-- Text under study follows --
Charlie Ward review – Chaplin's slapstick turns into shellshock

Fleeting and dreamlike ... a still of Charlie Chaplin from Charlie Ward.
Fleeting and dreamlike ... a still of Charlie Chaplin from Charlie Ward. Photograph: Sound&Fury

There are no images of the first world war in Sound&Fury’s commemorative installation. So acquainted are we with the iconography of trenches, mud and barbed wire that the absence is more powerful than any number of poppies or corpses. Unseen, the horrors of conflict become all the more haunting.

Charlie Ward attempts instead to enter a shell-shocked imagination. Lying in a row of beds, an audience of 10 is transported to a wartime hospital, surrounded by its busy hum of noises. Dan Jones’s intimate sound design takes us into the mind of Harry, a wounded soldier drifting in and out of consciousness, moving between memory and trauma. In one moment, his mother’s voice is whispering tenderly in our ears; in another, the room vibrates with the impact of an exploding shell.
-- Text under study concluded --
### Complete the following
1: Translate this sentence from the Charlie Ward review into Spanish: "Unseen, the horrors of conflict become all the more haunting."
2: Carry the Charlie Ward review forward, starting after its last sentence.
The entries that come next are separate material with no connection to the Charlie Ward review.
-- Data provided follows --
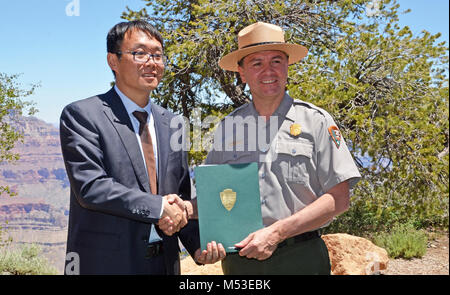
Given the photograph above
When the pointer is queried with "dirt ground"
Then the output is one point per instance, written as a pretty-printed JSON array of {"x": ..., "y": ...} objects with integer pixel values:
[{"x": 434, "y": 262}]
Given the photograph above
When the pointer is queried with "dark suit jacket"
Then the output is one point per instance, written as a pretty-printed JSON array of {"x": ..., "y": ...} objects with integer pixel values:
[{"x": 111, "y": 207}]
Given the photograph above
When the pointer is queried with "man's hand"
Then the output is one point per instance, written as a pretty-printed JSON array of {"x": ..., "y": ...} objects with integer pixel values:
[
  {"x": 260, "y": 244},
  {"x": 174, "y": 215},
  {"x": 214, "y": 252}
]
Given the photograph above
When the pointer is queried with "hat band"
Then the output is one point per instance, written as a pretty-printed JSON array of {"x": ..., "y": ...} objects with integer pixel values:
[{"x": 262, "y": 43}]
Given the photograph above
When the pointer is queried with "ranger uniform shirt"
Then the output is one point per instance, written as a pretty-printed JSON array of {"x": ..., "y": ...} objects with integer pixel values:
[{"x": 300, "y": 154}]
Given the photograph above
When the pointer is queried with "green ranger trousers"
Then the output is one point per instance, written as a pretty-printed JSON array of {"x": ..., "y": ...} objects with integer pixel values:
[{"x": 304, "y": 258}]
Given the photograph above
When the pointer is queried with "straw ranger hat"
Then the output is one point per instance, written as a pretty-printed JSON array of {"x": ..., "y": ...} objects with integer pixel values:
[{"x": 259, "y": 37}]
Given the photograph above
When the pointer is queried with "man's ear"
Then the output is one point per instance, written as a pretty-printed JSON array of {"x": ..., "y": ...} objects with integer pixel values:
[
  {"x": 241, "y": 73},
  {"x": 113, "y": 61}
]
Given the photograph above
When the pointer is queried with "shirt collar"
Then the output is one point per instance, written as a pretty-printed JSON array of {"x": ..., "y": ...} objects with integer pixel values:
[
  {"x": 283, "y": 110},
  {"x": 130, "y": 105}
]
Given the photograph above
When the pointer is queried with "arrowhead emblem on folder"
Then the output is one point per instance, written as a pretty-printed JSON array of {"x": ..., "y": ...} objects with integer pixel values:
[{"x": 228, "y": 198}]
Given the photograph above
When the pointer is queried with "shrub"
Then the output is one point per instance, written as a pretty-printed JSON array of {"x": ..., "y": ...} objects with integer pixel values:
[
  {"x": 404, "y": 241},
  {"x": 25, "y": 261}
]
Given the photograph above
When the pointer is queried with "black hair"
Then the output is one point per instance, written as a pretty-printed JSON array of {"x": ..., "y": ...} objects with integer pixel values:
[{"x": 117, "y": 33}]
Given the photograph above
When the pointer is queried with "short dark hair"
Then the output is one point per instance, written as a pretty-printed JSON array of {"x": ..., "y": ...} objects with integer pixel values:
[{"x": 117, "y": 33}]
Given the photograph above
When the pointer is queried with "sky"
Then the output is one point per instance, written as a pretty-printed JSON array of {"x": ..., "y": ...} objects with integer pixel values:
[{"x": 61, "y": 44}]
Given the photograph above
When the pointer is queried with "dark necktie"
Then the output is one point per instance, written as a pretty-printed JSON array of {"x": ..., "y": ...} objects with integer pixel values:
[{"x": 147, "y": 148}]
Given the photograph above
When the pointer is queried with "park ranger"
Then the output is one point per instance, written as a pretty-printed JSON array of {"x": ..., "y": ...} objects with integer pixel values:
[{"x": 305, "y": 168}]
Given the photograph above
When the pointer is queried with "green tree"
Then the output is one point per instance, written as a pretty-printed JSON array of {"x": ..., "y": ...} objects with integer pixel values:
[
  {"x": 386, "y": 88},
  {"x": 12, "y": 106}
]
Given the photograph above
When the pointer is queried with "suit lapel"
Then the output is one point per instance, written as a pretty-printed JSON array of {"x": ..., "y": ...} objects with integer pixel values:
[{"x": 117, "y": 114}]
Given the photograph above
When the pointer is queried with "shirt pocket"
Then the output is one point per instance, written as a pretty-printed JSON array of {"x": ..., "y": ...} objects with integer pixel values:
[{"x": 294, "y": 158}]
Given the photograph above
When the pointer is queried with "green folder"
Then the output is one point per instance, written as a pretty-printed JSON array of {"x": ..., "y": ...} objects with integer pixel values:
[{"x": 229, "y": 206}]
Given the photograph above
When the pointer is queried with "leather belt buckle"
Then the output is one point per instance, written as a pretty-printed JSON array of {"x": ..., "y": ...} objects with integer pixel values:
[{"x": 153, "y": 250}]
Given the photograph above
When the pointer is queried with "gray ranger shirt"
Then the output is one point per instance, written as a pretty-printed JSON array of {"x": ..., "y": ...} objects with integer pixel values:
[{"x": 300, "y": 154}]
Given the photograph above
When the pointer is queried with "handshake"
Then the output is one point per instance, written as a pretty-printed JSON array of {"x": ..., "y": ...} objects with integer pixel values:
[
  {"x": 175, "y": 216},
  {"x": 176, "y": 213}
]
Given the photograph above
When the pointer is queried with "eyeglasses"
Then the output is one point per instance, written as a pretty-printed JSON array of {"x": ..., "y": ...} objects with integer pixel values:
[{"x": 144, "y": 57}]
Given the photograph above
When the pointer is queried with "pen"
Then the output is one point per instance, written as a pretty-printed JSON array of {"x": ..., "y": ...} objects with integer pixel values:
[{"x": 234, "y": 248}]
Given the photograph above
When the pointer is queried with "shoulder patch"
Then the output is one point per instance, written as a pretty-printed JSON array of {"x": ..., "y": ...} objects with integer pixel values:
[
  {"x": 237, "y": 109},
  {"x": 309, "y": 106},
  {"x": 335, "y": 135}
]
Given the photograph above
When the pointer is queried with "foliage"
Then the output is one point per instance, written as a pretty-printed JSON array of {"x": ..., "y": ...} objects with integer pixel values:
[
  {"x": 403, "y": 242},
  {"x": 11, "y": 107},
  {"x": 25, "y": 261},
  {"x": 386, "y": 89}
]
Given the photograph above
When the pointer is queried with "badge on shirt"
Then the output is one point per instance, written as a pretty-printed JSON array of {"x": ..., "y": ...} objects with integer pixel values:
[
  {"x": 335, "y": 135},
  {"x": 295, "y": 129},
  {"x": 228, "y": 198}
]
-- Data provided concluded --
### Numbered responses
1: Sin ser vistos, los horrores del conflicto resultan aún más inquietantes.

2:
The eponymous Charlie is Chaplin, whose films blur with Harry’s fragmentary recollections. Inspired by the discovery that Chaplin’s films were shown to recovering soldiers during the war – projected on to the ceilings of hospital wards – Sound&Fury have done the same here. Short clips of clowning are interspersed with periods of utter darkness, combining to create a surreal sense of disorientation. Slapstick comedy slowly gives way to something more unsettling.

Compared with some of the other artworks in the 14-18 NOW programme – Paul Cummins and Tom Piper’s huge wave of ceramic poppies, or Jeremy Deller’s countrywide We’re Here Because We’re Here – Charlie Ward is a slight thing. Running at 15 minutes, it’s fleeting and dreamlike but like the most arresting dreams, it lingers in the mind long after waking up.